Task to complete:
Render the lines below as a numbered list, skipping any blank lines and leaving the pictures out of your answer.

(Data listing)
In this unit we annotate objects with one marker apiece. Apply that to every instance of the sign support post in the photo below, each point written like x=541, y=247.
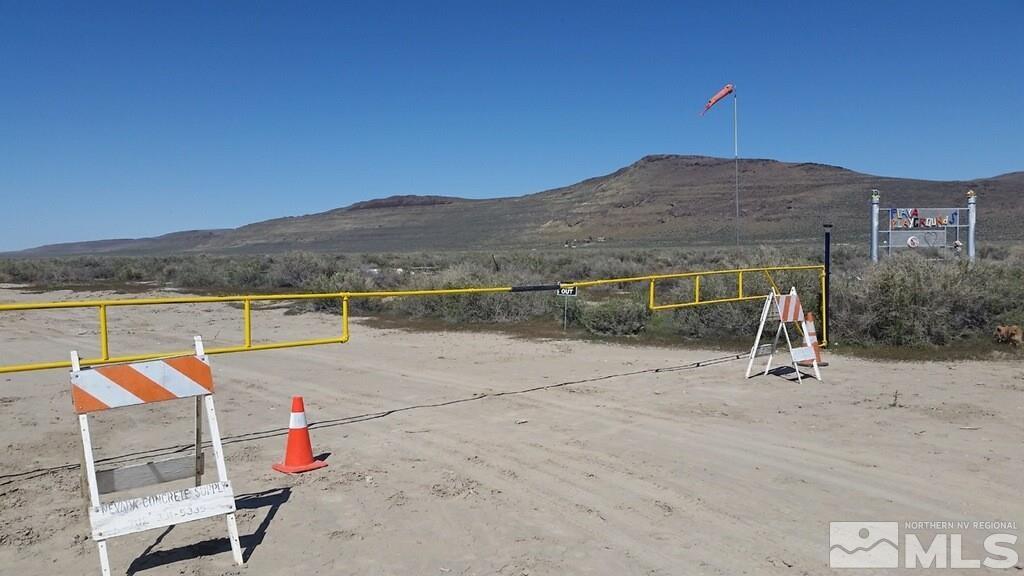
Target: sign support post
x=875, y=224
x=972, y=220
x=566, y=293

Result below:
1. In this unit we annotate objects with one marker apiece. Apply that to every instance of the sign support post in the photo below, each point written like x=541, y=247.
2. Target: sign support post
3. x=875, y=224
4. x=972, y=220
5. x=566, y=293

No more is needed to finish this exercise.